| WHAT IS NEEDED |
Copy the listing below in full and skip every picture.

| RECORDS FOR THIS TASK |

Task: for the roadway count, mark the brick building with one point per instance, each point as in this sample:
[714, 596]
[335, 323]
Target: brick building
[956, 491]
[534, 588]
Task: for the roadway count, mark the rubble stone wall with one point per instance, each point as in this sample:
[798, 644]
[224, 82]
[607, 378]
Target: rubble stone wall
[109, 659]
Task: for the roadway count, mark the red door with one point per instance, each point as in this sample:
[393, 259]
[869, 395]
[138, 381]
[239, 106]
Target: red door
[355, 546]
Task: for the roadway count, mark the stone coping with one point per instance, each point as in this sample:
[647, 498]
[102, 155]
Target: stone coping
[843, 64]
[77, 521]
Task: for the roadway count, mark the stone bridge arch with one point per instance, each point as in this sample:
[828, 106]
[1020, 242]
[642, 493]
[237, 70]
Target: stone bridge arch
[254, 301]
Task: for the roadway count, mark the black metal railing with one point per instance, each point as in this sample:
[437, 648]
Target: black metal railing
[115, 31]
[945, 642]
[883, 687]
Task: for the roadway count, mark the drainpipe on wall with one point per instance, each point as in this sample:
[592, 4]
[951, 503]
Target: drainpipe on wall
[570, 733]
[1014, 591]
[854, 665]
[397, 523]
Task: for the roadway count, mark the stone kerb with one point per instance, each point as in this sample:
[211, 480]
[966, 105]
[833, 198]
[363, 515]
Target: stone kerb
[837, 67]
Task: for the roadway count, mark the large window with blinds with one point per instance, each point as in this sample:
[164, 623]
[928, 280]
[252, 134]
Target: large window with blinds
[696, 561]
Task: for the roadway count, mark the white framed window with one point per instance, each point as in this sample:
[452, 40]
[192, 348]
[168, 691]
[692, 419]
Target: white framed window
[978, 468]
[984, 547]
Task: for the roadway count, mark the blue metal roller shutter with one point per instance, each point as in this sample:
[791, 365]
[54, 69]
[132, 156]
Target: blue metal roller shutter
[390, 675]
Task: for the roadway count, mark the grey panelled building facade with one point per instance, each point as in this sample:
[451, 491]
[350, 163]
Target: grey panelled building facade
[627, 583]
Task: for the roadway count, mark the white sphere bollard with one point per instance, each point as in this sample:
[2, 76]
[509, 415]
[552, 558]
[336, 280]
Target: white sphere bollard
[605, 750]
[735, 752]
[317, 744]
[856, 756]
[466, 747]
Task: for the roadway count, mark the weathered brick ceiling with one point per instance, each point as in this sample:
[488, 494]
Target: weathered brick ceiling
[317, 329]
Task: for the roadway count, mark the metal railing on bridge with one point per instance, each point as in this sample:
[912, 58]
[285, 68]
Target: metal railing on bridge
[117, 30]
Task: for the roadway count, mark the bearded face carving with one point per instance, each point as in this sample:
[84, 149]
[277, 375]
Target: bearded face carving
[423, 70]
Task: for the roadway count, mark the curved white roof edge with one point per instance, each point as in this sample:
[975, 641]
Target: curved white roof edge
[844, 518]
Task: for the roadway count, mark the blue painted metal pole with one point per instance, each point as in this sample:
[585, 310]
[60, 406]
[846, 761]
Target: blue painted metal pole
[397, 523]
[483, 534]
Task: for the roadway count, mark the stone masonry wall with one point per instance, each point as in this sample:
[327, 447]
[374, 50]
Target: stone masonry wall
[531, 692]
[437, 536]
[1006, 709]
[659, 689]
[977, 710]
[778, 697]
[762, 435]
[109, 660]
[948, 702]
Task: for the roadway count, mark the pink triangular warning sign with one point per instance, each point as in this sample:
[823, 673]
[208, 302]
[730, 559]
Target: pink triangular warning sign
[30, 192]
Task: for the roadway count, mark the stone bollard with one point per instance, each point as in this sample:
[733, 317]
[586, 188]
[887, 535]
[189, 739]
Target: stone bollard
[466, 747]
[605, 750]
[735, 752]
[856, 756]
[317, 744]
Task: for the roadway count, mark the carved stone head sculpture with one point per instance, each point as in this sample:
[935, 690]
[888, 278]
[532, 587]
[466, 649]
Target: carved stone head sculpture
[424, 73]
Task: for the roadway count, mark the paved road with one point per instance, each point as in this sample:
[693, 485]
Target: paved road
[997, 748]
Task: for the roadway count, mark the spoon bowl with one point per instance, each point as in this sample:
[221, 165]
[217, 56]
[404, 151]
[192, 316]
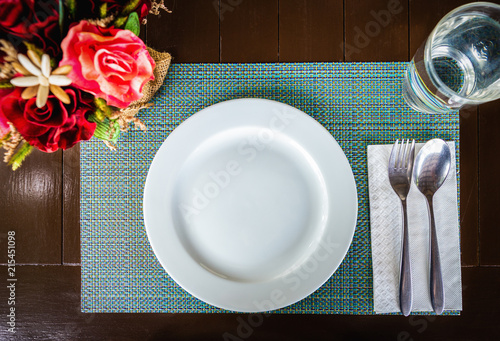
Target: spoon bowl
[432, 166]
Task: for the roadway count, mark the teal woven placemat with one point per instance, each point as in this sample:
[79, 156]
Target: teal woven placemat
[359, 103]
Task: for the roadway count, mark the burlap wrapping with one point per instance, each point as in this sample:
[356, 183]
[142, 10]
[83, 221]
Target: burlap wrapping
[162, 60]
[126, 116]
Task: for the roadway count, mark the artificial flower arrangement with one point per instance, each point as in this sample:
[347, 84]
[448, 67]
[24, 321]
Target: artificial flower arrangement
[70, 70]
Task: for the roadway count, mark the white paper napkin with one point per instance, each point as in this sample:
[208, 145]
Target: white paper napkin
[386, 228]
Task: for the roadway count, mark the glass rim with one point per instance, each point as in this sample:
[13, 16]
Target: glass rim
[440, 85]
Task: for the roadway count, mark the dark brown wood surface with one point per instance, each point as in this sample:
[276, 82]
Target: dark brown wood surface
[40, 202]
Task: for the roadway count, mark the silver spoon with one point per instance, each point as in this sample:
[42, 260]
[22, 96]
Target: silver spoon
[431, 168]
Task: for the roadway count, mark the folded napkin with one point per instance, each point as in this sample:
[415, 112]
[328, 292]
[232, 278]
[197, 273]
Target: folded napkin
[386, 229]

| OUTPUT OF THE TASK |
Task: for the roadway count, mark the brick building with one point per instance, each point as in this sample:
[714, 596]
[335, 323]
Target: brick building
[956, 491]
[534, 588]
Task: for the roadway count, mark the rubble stone wall with one point per instance, each point as in this sample:
[798, 644]
[224, 82]
[607, 378]
Target: rubble stone wall
[109, 659]
Task: for the roadway count, mark the red door with one point per instance, each point as in this sample:
[393, 259]
[869, 395]
[138, 381]
[239, 106]
Target: red door
[355, 546]
Task: for the roadway count, mark the stone coping with one point per instance, each point as in this sample:
[647, 498]
[102, 155]
Target: stone coping
[843, 64]
[77, 521]
Task: for the roadway count, mark the stone bridge arch with one point per instance, each point as in this sample:
[828, 106]
[1020, 242]
[642, 493]
[237, 70]
Target: stone bridge arch
[254, 301]
Task: for the roadway count, mark the black metal railing with one point per instance, each point as in this sample:
[437, 648]
Target: black metal railing
[115, 31]
[945, 642]
[883, 687]
Task: for the roadway count, mark the drainpipe on wall with one point per instance, each point as in this sample:
[592, 4]
[951, 503]
Target: drainpipe on wall
[570, 733]
[1014, 591]
[854, 665]
[397, 523]
Task: for the roadway count, mark the stone kerb with one point per instance, each point as in this sample:
[211, 480]
[966, 105]
[833, 198]
[363, 515]
Target: stone kerb
[837, 67]
Task: for the roadway count, mark the large window with blinds with one point per instance, each point as in this sample:
[164, 623]
[928, 280]
[252, 134]
Target: large window with blinds
[696, 561]
Task: for the roadway count, mark the white framed window with one point per instance, each point as in this sample:
[452, 40]
[192, 348]
[168, 691]
[692, 419]
Target: white framed window
[978, 468]
[984, 547]
Task: for the roadway count, mark the blue metal roller shutter with one point per instance, each point as in this sample:
[791, 365]
[54, 69]
[132, 156]
Target: blue metal roller shutter
[390, 675]
Task: for the roadway count, mark the grey panelled building facade with one point per instance, each point as in this sample:
[451, 491]
[350, 163]
Target: grey panelled building facade
[627, 583]
Task: for the roadway count, mark the white sphere bollard with one point per instance, each point as in this sample:
[2, 76]
[509, 415]
[552, 558]
[336, 280]
Target: white sphere bollard
[605, 750]
[735, 752]
[317, 744]
[856, 756]
[466, 747]
Task: for the roadway count, mark the weathered brick ceiling with one point per instance, each point as in this sample:
[488, 494]
Target: weathered brick ceiling
[317, 329]
Task: for the roadway count, mark the metal railing on bridge with one point per instance, each point as in this sample:
[912, 58]
[285, 68]
Target: metal railing on bridge
[117, 30]
Task: for the roadway count, mark the bearded face carving with one point per instance, each point as in this sample:
[84, 149]
[277, 375]
Target: bearded face carving
[423, 70]
Task: for the roadway count, mark the curved white roof edge with one point per instance, each point as in this sample:
[975, 641]
Target: curved white roof edge
[844, 518]
Task: for the roadway count, mark the blue painted metal pole with one point per instance, each point as in this sample:
[585, 310]
[60, 406]
[846, 761]
Target: blue painted metal pole
[397, 523]
[483, 534]
Task: for the roadway count, mark the stone masonry wall with one point per instance, each point as in this sample:
[327, 447]
[374, 50]
Target: stone masonry wall
[531, 692]
[437, 536]
[1006, 709]
[659, 689]
[977, 710]
[778, 697]
[762, 435]
[109, 660]
[948, 702]
Task: for the roadway count, mark the pink triangular warning sign with one point per instance, each point as in this sample:
[823, 673]
[208, 302]
[730, 559]
Target: pink triangular warning sign
[30, 192]
Task: for the roadway count, mark the stone bollard with one point per instance, each point as in this sample:
[733, 317]
[586, 188]
[887, 535]
[189, 739]
Target: stone bollard
[466, 747]
[605, 750]
[735, 752]
[856, 756]
[317, 744]
Task: for the roadway count, mark the carved stone head sculpture with one point per instance, each point as in this sample:
[935, 690]
[888, 278]
[532, 587]
[466, 649]
Target: carved stone head sculpture
[424, 73]
Task: for the roadway count, mark the paved road with one point per instance, each point as in this sample:
[693, 485]
Target: paved road
[997, 748]
Task: for the roadway count, mark the spoon bowl with one point per instance, each point as in this sample:
[221, 165]
[217, 56]
[404, 151]
[192, 316]
Target: spoon bowl
[432, 166]
Task: for the roadway count, mark the teal woven placemat with one point per instance, each point as in this sample:
[79, 156]
Target: teal woven placemat
[359, 103]
Task: for the roadway count, mark the burlap wrapping with one point per instance, each point as in this sample:
[356, 183]
[142, 10]
[83, 221]
Target: burlap wrapping
[162, 60]
[126, 116]
Task: for the roadway count, mark the artificial flower arrangement with one point per instance, each point as in this sample:
[347, 84]
[448, 67]
[24, 321]
Target: artificial flower arrangement
[70, 70]
Task: for the roadway count, mark the white paper napkin with one point per instance, each point as in this sample:
[208, 145]
Target: white paper napkin
[386, 228]
Task: for the roadway count, mark the glass rim with one point per instance, each point as in this sample:
[13, 16]
Target: glass rim
[440, 85]
Task: for the roadway count, mark the dark brown wood surface with one point per instance, each point as in this sample:
[276, 82]
Target: dark brown wood surface
[40, 202]
Task: for the roadway count, mark the silver spoon with one point per instance, each point as in this sample:
[42, 260]
[22, 96]
Target: silver spoon
[431, 168]
Task: for the roadway count, mark the folded napkin with one point per instance, each point as in this sample:
[415, 112]
[328, 292]
[232, 278]
[197, 273]
Target: folded napkin
[386, 229]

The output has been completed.